### REQUIREMENT
Pick out every line in the entries below that contains the word "white", and copy each of those lines.

(Records from a dataset)
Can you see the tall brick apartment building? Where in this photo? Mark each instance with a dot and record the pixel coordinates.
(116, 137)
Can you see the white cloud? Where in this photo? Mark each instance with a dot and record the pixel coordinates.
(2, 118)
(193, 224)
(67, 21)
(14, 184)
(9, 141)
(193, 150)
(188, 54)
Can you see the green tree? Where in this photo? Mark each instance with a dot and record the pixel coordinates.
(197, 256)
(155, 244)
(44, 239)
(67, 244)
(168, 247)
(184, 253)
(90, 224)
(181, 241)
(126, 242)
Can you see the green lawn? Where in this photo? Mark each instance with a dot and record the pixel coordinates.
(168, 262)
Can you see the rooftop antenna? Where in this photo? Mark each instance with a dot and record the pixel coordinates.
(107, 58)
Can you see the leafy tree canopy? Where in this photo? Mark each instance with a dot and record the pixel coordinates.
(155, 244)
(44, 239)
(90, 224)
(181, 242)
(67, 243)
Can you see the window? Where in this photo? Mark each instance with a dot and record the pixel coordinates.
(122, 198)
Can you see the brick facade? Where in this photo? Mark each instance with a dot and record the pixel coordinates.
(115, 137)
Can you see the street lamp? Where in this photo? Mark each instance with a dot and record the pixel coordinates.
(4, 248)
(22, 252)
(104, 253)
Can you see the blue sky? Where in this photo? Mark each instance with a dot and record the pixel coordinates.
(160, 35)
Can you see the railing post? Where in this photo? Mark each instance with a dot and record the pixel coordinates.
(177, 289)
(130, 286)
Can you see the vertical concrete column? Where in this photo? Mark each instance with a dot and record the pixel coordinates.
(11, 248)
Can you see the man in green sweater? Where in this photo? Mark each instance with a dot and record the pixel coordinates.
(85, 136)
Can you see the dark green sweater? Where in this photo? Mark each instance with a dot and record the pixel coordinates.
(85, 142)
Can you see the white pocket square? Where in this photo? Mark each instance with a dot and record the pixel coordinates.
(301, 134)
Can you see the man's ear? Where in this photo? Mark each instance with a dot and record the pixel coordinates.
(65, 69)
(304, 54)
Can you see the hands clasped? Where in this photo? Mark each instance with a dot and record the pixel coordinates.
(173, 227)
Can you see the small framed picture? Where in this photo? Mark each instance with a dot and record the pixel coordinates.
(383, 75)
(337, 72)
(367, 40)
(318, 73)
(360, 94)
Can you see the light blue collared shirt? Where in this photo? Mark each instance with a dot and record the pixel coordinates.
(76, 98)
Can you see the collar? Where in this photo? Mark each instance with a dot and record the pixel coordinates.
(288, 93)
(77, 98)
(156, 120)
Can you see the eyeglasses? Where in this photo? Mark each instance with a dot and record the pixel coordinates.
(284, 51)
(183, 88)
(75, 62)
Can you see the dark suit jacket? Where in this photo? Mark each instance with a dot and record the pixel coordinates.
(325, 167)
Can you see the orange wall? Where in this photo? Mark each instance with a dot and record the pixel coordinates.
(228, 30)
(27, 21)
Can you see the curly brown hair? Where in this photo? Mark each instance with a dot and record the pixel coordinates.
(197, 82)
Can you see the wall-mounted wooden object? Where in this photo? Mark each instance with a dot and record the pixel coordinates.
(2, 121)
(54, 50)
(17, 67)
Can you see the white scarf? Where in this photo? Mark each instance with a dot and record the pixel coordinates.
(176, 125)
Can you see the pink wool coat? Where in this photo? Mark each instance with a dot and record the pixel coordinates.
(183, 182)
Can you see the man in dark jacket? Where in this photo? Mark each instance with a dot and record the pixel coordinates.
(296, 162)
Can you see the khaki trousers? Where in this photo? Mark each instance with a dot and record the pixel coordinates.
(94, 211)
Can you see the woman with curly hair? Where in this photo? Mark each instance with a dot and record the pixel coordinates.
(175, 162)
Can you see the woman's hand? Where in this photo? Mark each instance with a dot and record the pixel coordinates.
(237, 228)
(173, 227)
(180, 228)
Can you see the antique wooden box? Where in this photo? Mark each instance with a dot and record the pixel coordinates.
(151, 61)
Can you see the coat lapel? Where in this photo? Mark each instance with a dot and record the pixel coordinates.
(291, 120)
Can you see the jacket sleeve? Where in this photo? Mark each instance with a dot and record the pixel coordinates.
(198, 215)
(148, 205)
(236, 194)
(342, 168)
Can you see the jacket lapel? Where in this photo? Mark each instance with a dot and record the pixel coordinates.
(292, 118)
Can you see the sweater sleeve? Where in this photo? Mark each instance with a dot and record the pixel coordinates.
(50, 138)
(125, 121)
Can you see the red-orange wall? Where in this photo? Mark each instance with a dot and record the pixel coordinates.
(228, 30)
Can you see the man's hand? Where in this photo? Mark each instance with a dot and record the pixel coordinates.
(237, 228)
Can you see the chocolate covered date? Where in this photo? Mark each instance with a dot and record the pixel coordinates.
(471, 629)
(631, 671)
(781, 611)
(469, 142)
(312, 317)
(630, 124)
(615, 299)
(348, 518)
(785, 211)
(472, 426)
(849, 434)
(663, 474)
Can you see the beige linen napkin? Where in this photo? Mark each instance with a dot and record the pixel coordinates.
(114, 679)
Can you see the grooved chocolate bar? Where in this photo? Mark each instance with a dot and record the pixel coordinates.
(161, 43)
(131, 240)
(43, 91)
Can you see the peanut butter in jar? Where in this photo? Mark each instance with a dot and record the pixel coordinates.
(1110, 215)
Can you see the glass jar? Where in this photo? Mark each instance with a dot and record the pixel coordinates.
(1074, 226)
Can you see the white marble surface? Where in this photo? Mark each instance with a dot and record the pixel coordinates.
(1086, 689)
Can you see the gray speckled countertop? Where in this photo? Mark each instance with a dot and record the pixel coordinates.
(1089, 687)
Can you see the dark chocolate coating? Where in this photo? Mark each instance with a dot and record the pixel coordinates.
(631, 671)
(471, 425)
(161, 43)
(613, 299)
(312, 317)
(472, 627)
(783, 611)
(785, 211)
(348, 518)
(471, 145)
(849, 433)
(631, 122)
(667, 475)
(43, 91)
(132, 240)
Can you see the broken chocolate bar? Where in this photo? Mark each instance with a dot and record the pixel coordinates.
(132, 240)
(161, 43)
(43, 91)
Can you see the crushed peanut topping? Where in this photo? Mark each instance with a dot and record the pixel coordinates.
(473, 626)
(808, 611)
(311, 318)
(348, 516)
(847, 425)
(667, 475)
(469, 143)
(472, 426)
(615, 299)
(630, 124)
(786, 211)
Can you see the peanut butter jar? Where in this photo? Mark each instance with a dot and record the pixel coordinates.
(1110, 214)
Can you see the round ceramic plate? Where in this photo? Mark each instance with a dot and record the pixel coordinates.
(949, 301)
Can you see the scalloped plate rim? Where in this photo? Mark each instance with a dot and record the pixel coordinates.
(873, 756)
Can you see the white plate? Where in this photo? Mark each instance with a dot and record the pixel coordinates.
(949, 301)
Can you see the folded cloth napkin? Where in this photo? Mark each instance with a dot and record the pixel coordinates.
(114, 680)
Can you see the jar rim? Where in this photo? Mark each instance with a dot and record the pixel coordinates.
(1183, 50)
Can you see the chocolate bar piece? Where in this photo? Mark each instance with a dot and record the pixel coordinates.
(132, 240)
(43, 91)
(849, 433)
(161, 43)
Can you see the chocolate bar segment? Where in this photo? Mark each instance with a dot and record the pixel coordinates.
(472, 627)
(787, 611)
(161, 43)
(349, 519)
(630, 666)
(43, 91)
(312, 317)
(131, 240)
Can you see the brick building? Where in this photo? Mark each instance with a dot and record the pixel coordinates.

--

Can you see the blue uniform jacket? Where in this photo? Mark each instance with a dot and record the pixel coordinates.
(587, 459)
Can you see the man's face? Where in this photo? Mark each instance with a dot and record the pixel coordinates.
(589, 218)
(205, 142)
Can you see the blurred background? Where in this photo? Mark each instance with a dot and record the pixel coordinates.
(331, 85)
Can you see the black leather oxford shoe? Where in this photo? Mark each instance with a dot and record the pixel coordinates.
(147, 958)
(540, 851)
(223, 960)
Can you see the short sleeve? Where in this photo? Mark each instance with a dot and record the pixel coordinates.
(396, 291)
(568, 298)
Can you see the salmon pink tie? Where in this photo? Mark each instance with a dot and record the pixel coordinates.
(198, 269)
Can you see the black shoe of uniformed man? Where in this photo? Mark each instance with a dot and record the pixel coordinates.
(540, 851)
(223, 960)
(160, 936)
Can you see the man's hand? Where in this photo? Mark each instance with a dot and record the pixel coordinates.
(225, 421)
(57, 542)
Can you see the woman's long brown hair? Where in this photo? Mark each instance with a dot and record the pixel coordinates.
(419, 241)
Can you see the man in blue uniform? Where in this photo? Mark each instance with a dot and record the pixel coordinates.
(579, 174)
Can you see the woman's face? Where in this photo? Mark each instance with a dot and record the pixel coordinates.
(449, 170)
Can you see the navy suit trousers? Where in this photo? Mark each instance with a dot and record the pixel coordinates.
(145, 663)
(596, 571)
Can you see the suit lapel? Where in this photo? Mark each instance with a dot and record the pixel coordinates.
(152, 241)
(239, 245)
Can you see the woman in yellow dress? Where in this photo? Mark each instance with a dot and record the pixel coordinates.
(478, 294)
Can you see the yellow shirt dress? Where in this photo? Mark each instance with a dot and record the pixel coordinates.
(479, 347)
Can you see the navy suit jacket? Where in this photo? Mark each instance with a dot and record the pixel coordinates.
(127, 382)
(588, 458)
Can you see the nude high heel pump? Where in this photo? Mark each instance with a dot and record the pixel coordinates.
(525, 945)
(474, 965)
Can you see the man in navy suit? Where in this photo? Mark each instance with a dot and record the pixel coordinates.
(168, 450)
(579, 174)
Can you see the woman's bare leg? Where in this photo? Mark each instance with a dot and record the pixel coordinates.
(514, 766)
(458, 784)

### TASK SOLUTION
Can you see the white cloud? Where in this photo? Mark each instance with a dot and record the pixel coordinates.
Can you see the white pocket square? Where in this photo? Mark each instance with a dot and record the pixel coordinates.
Can you see the white scarf? Where in this photo? Mark each instance with a dot and record the pixel coordinates.
Can you see the white marble surface? Where in this photo? Mark each instance with a dot and record the pixel coordinates.
Can you see the white plate? Where in this photo? Mark each instance with a dot and record the pixel coordinates.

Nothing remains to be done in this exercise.